* Task to complete
Look through the records below for the line holding "Note: point out the light blue hydrangea". Write it out exactly, with each following line through the line holding "Note: point out the green lawn".

* Available data
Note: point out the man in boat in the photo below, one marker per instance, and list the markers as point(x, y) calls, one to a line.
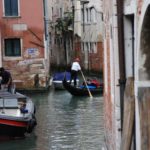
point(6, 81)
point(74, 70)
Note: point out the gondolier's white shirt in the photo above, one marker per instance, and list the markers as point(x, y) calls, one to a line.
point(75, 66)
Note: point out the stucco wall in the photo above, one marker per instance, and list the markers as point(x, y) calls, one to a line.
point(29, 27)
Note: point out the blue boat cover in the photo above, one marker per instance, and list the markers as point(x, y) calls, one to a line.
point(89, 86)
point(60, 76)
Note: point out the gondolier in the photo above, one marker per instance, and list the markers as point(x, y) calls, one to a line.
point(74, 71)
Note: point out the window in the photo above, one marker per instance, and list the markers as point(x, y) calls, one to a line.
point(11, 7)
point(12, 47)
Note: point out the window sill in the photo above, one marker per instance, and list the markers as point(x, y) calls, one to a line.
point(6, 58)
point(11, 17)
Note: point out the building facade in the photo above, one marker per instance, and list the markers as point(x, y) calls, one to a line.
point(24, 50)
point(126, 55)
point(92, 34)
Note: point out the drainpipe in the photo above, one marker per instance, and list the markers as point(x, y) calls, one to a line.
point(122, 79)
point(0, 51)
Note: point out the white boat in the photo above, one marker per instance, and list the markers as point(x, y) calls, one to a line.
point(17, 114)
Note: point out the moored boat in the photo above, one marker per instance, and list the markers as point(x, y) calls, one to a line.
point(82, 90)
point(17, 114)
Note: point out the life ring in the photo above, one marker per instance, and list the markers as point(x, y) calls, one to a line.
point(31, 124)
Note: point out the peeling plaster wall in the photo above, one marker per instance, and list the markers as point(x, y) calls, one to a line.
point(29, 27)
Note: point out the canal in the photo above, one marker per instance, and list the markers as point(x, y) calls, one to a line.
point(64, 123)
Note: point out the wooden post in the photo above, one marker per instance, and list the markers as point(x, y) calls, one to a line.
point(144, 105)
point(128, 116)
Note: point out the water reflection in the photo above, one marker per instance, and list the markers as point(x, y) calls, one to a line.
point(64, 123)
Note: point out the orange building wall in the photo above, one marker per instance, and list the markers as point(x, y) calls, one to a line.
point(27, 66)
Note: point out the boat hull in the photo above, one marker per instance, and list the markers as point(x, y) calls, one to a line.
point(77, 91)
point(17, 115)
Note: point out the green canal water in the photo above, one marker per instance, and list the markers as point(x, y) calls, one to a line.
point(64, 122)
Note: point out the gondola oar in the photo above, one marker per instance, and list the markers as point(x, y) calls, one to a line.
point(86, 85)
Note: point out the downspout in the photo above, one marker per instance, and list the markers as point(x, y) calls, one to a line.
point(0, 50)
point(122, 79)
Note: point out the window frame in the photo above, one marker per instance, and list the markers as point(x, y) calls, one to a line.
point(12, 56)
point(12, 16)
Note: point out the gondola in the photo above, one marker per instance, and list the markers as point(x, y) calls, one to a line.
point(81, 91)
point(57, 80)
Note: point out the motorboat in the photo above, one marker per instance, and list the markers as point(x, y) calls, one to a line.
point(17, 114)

==

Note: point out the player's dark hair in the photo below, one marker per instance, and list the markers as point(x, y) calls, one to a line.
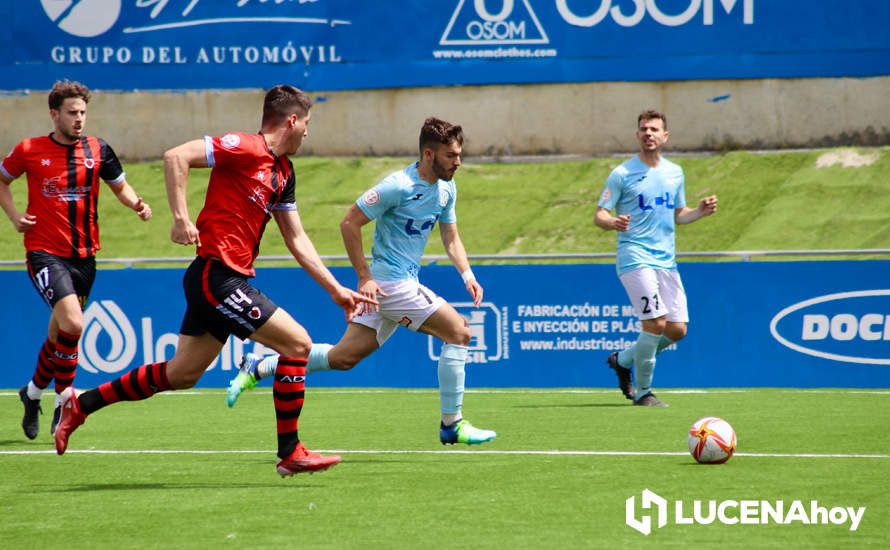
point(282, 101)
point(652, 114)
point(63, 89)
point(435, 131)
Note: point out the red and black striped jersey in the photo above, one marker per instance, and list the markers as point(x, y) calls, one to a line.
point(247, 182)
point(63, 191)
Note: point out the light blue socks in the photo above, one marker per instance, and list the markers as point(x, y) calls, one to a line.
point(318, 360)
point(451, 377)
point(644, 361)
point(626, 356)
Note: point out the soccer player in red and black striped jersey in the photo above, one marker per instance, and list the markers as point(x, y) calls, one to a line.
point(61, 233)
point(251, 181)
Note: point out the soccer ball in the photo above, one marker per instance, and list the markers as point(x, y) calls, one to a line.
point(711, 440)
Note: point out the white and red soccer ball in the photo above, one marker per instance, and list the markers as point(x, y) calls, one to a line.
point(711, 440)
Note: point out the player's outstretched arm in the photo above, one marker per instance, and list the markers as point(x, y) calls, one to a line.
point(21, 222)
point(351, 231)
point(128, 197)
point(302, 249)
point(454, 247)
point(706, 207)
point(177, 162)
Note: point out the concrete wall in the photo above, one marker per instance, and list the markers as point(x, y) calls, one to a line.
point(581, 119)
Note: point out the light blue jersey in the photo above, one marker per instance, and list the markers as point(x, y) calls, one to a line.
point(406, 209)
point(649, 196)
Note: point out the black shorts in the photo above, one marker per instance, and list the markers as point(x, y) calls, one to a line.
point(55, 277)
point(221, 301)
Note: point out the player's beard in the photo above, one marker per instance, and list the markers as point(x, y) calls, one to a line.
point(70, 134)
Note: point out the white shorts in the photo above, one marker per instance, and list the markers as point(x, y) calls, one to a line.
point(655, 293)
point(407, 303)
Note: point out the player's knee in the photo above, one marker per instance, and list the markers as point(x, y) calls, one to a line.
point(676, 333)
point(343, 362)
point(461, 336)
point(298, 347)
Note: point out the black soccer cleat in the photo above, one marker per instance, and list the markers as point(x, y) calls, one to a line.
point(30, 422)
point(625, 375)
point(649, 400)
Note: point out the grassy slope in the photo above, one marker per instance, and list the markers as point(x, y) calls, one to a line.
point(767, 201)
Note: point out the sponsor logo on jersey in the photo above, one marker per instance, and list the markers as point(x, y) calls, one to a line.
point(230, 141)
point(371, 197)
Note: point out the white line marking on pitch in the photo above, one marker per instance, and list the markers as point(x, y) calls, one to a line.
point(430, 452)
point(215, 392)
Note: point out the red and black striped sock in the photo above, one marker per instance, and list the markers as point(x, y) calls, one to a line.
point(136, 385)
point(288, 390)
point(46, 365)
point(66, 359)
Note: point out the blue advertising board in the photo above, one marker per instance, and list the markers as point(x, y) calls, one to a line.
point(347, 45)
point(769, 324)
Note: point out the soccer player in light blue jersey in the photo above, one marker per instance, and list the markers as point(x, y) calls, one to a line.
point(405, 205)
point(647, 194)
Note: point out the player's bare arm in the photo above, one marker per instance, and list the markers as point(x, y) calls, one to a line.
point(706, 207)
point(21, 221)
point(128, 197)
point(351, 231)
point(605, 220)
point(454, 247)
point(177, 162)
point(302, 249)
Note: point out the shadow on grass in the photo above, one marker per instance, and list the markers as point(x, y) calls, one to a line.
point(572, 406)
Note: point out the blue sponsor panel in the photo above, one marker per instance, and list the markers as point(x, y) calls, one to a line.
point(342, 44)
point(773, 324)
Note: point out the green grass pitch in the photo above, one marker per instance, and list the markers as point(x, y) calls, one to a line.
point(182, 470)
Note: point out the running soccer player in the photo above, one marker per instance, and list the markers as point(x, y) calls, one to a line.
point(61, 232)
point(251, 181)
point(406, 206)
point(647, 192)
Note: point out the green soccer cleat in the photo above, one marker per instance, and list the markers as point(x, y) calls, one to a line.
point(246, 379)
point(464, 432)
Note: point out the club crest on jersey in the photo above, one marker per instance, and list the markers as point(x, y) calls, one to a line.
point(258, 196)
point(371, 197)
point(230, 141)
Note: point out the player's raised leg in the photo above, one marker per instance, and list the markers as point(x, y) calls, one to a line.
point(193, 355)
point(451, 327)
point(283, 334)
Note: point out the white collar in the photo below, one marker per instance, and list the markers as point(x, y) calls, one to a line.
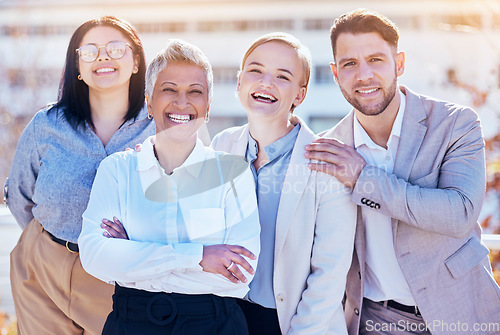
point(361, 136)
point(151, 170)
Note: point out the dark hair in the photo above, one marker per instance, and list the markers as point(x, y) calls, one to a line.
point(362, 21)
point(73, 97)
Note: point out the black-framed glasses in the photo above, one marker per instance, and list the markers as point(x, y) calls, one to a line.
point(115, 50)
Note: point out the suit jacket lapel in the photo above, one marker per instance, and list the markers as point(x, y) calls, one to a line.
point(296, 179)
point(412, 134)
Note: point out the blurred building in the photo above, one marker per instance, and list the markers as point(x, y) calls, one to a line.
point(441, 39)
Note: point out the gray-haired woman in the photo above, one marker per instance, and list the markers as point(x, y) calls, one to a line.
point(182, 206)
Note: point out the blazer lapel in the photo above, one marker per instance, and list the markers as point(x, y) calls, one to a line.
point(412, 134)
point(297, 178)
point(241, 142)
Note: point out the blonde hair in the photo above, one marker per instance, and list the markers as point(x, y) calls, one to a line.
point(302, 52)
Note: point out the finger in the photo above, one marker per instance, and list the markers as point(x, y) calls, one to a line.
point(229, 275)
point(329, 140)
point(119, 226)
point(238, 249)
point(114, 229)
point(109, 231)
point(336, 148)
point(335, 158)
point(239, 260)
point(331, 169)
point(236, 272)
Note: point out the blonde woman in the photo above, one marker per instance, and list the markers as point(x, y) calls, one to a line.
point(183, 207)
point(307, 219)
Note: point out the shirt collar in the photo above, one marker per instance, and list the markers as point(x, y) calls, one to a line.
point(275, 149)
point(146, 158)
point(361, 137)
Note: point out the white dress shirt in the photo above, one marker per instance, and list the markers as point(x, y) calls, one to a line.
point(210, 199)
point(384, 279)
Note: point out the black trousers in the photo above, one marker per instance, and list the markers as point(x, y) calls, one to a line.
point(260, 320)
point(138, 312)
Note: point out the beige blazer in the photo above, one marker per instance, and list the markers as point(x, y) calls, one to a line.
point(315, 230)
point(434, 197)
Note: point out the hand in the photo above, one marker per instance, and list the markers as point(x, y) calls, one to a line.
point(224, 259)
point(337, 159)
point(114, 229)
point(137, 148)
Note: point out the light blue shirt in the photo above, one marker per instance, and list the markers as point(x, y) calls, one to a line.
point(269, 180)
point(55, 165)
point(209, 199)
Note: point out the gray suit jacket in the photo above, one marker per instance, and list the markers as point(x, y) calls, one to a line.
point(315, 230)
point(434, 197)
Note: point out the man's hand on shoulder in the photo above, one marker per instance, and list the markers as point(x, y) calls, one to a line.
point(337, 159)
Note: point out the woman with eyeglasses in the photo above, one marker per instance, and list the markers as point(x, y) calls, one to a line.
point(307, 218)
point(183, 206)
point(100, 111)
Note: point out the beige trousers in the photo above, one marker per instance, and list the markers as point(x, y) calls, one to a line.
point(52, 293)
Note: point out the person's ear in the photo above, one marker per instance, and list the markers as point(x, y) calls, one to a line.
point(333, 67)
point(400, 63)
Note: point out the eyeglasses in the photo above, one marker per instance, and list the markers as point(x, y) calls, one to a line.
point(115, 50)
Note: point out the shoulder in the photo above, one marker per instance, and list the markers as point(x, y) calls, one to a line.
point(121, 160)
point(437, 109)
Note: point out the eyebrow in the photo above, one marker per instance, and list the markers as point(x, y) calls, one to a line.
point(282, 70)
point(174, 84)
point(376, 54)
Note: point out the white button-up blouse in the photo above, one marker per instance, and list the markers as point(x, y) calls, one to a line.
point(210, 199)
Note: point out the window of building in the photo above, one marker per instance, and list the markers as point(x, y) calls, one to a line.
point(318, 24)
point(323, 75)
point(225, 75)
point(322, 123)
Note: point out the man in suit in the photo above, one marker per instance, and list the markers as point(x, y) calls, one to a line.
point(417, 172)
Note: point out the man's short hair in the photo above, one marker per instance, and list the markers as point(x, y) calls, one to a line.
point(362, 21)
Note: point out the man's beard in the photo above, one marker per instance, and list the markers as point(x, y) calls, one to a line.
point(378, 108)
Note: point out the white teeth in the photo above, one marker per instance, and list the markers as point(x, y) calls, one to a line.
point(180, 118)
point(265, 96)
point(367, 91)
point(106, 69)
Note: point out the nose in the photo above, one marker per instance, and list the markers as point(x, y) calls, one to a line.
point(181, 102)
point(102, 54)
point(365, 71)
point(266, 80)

* * *

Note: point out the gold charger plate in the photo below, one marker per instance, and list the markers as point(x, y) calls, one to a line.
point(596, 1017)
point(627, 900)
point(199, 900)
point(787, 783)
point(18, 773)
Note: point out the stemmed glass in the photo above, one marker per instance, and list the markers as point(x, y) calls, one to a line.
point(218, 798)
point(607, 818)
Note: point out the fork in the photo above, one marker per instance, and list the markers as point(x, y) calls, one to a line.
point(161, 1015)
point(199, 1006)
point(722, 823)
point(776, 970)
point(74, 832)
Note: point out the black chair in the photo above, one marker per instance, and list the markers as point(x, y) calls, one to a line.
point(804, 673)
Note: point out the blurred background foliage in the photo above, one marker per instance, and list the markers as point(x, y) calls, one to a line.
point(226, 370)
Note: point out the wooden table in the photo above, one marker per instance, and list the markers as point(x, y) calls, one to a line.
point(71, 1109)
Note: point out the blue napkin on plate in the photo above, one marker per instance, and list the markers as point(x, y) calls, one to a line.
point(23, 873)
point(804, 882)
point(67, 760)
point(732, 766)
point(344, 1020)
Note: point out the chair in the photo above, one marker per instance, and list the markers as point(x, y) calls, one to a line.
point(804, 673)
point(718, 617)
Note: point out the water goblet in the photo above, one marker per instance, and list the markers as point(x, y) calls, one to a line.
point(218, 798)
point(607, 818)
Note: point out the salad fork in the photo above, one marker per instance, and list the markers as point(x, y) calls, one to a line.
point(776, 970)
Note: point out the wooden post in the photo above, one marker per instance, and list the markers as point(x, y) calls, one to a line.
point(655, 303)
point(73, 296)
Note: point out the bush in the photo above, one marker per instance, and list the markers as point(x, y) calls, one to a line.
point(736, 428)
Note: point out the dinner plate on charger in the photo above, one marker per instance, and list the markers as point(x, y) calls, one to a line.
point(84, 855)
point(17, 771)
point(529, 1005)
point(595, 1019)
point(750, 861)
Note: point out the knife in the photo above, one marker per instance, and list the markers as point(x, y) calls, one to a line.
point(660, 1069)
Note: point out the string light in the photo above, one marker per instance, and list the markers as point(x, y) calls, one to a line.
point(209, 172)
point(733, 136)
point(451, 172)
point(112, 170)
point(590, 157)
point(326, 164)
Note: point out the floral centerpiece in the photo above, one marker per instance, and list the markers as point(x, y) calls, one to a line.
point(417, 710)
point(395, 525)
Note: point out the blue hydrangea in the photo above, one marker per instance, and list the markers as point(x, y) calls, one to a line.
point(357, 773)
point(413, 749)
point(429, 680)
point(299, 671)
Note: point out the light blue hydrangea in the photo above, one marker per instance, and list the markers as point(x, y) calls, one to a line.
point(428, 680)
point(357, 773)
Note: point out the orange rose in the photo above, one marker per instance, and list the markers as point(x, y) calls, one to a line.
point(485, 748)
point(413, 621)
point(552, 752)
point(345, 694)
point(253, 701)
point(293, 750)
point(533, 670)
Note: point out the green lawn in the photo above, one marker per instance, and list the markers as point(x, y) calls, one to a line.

* Exercise answer
Note: point out the light blue hydrangea in the photo above, one marker per instance, and list the markers as point(x, y) calls, one to a line.
point(428, 680)
point(357, 773)
Note: point out the orange rose in the photo above, one marker per instance, and list the markers as point(x, y) calls, one to a line.
point(485, 748)
point(413, 621)
point(552, 752)
point(345, 694)
point(253, 701)
point(293, 750)
point(533, 670)
Note: point out the green lawn in the photo above, one marker per instance, and list the markers as point(x, y) calls, one to a line.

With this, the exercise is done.